[Records from a data source]

====

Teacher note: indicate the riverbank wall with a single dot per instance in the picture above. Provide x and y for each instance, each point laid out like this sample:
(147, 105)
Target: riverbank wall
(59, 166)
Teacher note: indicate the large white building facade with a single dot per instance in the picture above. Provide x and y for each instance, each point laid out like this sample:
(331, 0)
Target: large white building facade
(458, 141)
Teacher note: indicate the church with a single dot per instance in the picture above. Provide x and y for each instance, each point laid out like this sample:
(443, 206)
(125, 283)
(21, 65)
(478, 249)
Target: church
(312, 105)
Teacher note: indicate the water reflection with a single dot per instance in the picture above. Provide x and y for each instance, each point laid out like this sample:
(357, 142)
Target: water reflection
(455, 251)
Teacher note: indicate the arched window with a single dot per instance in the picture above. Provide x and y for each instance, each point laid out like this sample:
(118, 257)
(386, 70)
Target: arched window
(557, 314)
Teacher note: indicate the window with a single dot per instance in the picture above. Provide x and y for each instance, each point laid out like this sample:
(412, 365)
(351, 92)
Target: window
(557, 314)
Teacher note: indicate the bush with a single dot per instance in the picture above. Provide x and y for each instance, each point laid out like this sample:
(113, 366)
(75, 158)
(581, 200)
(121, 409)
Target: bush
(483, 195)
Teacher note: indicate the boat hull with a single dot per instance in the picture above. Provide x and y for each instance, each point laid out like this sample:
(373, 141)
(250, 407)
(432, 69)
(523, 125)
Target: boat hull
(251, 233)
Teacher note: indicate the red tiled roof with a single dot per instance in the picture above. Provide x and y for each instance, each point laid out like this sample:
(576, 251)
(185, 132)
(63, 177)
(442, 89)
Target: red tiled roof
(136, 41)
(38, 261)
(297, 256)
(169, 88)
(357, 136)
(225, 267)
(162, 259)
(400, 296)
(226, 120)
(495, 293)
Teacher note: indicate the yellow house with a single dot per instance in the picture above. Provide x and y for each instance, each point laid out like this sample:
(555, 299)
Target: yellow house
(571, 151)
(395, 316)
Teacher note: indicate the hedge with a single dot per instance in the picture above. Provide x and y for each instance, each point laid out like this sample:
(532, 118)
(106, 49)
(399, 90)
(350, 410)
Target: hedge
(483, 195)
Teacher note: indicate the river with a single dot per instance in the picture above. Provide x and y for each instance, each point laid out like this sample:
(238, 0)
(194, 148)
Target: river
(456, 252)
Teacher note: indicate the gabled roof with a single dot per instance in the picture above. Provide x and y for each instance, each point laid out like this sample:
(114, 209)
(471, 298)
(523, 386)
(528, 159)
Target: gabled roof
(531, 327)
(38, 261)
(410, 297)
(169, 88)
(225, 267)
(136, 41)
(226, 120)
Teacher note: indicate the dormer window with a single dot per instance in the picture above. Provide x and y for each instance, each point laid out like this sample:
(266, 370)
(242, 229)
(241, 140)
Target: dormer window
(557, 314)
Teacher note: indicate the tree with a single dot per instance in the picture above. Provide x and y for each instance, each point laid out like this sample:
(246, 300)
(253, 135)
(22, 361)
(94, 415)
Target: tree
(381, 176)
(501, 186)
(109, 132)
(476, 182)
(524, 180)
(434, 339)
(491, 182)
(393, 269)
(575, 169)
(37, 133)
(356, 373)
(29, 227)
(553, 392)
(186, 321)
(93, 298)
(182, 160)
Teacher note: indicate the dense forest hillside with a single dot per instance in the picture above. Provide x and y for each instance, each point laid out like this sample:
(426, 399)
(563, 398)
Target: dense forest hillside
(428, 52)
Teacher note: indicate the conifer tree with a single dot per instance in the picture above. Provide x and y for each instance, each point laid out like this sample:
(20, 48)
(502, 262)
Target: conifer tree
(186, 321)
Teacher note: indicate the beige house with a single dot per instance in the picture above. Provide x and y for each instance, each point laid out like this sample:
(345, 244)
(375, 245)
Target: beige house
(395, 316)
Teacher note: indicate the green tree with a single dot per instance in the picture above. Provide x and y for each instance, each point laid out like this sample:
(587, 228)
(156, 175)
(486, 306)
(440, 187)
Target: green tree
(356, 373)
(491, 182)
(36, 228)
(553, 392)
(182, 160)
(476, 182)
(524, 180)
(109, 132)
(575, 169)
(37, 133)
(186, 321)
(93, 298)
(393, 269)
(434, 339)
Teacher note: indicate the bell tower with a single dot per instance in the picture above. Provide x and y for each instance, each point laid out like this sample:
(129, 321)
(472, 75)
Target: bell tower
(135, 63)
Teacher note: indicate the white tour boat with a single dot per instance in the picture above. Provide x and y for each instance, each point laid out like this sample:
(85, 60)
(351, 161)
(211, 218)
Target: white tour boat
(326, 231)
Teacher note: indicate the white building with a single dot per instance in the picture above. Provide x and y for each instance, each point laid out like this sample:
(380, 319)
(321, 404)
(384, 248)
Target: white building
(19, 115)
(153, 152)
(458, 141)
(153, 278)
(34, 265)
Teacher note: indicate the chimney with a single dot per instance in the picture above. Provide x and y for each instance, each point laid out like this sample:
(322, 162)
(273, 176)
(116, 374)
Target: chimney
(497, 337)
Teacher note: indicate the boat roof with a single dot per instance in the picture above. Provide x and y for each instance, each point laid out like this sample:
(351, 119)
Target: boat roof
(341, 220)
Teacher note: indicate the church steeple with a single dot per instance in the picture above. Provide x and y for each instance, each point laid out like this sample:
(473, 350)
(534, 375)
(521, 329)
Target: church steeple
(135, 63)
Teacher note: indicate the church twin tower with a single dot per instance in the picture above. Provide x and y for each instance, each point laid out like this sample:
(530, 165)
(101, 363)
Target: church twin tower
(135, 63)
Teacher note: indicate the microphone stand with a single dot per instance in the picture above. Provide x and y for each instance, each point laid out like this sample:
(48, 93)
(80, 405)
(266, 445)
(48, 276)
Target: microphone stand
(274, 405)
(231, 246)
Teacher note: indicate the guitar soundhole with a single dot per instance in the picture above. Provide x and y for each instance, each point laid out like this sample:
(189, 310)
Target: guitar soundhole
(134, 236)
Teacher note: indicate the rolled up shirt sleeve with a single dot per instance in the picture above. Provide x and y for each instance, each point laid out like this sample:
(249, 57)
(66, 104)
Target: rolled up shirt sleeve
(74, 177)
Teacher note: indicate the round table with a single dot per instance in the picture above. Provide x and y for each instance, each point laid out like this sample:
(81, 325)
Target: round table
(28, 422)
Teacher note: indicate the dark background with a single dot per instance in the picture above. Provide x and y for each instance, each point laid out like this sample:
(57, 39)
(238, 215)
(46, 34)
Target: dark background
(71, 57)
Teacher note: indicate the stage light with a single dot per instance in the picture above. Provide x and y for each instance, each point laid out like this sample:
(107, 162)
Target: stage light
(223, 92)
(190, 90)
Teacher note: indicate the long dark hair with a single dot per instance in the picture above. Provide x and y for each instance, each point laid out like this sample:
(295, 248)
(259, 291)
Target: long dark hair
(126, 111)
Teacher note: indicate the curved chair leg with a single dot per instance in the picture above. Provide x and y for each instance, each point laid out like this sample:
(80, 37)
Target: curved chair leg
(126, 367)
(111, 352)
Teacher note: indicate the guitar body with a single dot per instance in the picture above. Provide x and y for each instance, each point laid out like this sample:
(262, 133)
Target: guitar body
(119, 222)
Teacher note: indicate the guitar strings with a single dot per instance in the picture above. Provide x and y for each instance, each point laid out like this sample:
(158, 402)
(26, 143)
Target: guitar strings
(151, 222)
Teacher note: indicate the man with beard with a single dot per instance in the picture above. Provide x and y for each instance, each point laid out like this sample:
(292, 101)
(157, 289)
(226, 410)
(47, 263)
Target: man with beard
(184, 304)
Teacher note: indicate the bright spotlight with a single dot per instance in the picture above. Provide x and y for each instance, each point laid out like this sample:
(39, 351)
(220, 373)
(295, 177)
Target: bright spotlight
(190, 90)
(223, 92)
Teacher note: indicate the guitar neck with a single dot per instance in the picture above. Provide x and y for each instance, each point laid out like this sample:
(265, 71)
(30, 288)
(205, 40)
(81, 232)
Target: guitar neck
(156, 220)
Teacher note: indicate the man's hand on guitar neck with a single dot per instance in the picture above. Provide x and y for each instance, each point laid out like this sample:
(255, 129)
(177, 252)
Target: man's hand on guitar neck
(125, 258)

====

Exercise prompt: Starting with the line that contains "Teacher note: indicate the bright", repeat each line through the last one exactly as it appears. Include both ends and nothing more.

Solution to the exercise:
Teacher note: indicate the bright spotlight with a single dot per instance in the picture above. Provide x and y for each instance, each point laid out like this sample:
(39, 351)
(220, 373)
(295, 177)
Target: bright spotlight
(190, 90)
(223, 92)
Teacher note: indicate the guitar neck with a single dot per instance in the picture above. Provide x and y for each instance, each point laid out like this sample:
(265, 71)
(30, 288)
(205, 40)
(81, 232)
Target: guitar neck
(156, 220)
Teacher note: indicate the man's hand on guitar neck with a single dot per instance in the picture above. Provide x and y for each instance, each point laid out like this sample:
(255, 129)
(177, 252)
Target: man's hand on guitar neck
(125, 258)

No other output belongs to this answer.